**Consigne 1**. Réécris, dans l'extrait sur la réélection rêvée de Sarkozy, le passage allant de « Sarko réélu pensait » jusqu'à « la justice sociale. », en mettant « adversaire battu » à la place de « challenger malheureux ».
**Consigne 2**. Poursuis l'extrait sur la réélection rêvée de Sarkozy après sa dernière phrase.

**Extrait fourni**.

Sans doute était-ce dû à la chaleur de la nuit, mais je viens de faire un cauchemar terrifiant.
J’ai rêvé que cela faisait cent jours que Nicolas Sarkozy avait été réélu, le 6 mai 2012 à vingt heures. C’était effrayant de réalisme. Juste après sa très courte victoire du second tour, trois ou quatre décimales au-dessus de 50%, il avait déclaré qu’il changerait de style et que l’hyperprésidence, c’était terminé.

Sarko réélu pensait que son challenger malheureux François Hollande n’avait finalement pas tort, qu’une présidence « normale » était sans doute le meilleur moyen de faire passer les réformes indispensables, forcément indispensables, pour rétablir les finances publiques dans la justice sociale.
Par ce blabla, les cent jours de Sarko II allaient d’ailleurs bien prouver que nous avions à faire à une politique de droite, libérale, vivant dans le culte délirant des équilibres budgétaires.

Pour commencer, Sarkozy avait commencé par aller voir Merkel et exigé qu’il y ait un volet croissance afin de relancer l’économie dans le prochain traité budgétaire européen.
Dans mon rêve, il l’avait obtenu, enfin au moins formellement. En fait, seule une manière d’état de grâce et une presse toujours aimable avec les vainqueurs, avaient réussi à faire croire à une réorientation de la politique européenne mais le talon de fer allemand régnait toujours sur l’Europe et ce n’était pas la petite visite à Mario Monti que Sarkozy s’était accordée pour faire le rebelle qui avait changé grand chose au problème.

**Entrées répertoriées**.
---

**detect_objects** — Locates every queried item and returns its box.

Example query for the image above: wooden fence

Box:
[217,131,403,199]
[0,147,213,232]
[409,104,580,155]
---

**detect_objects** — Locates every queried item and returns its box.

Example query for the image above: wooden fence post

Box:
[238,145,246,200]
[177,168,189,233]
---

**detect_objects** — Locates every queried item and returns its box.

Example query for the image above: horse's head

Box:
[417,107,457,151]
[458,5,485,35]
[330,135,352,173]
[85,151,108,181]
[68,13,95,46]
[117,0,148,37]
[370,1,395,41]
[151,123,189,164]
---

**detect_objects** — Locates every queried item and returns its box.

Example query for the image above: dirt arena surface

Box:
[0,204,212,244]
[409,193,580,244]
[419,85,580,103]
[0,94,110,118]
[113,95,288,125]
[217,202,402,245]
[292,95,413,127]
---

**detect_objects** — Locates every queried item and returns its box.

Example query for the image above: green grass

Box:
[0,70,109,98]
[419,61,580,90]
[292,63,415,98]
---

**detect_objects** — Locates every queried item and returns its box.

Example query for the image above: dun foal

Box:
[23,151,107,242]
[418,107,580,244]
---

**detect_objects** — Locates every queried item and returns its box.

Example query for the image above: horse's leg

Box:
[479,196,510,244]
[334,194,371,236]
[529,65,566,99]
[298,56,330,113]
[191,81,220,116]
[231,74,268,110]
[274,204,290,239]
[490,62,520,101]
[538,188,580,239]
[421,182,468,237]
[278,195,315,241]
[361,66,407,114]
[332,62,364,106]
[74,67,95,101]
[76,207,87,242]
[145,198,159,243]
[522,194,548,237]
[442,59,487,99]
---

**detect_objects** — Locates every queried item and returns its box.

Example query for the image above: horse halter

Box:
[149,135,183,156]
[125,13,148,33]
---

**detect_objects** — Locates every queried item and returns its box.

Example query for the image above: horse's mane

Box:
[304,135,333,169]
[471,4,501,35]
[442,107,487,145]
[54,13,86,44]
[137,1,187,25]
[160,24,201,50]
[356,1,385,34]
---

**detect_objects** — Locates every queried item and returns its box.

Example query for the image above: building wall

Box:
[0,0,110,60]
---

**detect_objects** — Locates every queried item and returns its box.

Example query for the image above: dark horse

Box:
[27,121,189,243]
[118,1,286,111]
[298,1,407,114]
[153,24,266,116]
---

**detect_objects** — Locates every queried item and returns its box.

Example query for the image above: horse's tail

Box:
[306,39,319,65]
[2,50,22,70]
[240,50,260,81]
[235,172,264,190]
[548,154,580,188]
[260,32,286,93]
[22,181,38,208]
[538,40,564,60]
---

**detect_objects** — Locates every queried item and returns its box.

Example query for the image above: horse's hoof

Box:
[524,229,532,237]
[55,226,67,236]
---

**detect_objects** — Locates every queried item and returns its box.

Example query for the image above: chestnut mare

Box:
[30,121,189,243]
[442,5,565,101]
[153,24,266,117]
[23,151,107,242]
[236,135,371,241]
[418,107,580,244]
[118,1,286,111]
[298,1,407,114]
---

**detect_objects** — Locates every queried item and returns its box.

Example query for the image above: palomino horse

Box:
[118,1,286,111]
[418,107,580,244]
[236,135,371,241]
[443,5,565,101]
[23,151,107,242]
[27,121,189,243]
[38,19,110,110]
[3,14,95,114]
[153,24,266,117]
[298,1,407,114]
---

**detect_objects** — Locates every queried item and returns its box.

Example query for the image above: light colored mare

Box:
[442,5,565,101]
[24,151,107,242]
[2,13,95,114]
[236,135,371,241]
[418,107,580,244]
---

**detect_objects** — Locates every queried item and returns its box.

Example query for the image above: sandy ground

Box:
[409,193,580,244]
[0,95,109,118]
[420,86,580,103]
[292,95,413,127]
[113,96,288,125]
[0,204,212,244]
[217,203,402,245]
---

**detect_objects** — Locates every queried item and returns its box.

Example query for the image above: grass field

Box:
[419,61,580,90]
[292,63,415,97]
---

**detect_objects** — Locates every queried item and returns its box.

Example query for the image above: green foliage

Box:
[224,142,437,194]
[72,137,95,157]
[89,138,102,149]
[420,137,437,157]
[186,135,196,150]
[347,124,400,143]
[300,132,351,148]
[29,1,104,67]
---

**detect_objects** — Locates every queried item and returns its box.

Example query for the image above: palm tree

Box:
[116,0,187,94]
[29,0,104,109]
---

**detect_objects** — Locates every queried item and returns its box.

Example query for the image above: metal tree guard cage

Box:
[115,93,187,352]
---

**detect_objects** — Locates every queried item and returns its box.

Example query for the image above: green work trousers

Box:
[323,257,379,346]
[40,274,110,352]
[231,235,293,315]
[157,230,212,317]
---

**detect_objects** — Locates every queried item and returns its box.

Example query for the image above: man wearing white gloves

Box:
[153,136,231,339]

**Réponse rédigée 1**.
Sarko réélu pensait que son adversaire battu François Hollande n’avait finalement pas tort, qu’une présidence « normale » était sans doute le meilleur moyen de faire passer les réformes indispensables, forcément indispensables, pour rétablir les finances publiques dans la justice sociale.

**Réponse rédigée 2**.
Sur le plan du volontarisme industriel, c’était évidemment la même chose. Le traumatisme des 8000 suppressions d’emplois par PSA et la fermeture du site d’Aulnay avait vu Sarkozy reprendre ses manies du « tout-terrain » et affirmer fièrement devant une foule ouvrière houleuse qu’il promettait un plan de « redressement industriel » pour l’automobile.

L’expression avait beaucoup fait sourire et Arnaud Montebourg avait daubé sur les termes de manière presque grivoise. D’ailleurs, dans la foulée, Montebourg, soutenu par quelques socialistes de gauche et les vingt députés Front de Gauche, mit au défi le président de soumettre l’application de la règle d’or à référendum et de ne pas se contenter, avec un lâche soulagement, de la décision rendue par le Conseil Constitutionnel qui ne trouvait rien à y redire. Un Conseil Constitutionnel qui faisait ainsi de la France, à l’instar de la défunte URSS, un pays dont le système économique était inscrit dans le marbre et où le politique abdiquait volontairement toute possibilité d’agir en la matière sauf dans une stricte orthodoxie libérale ordonnée par Bruxelles et Berlin.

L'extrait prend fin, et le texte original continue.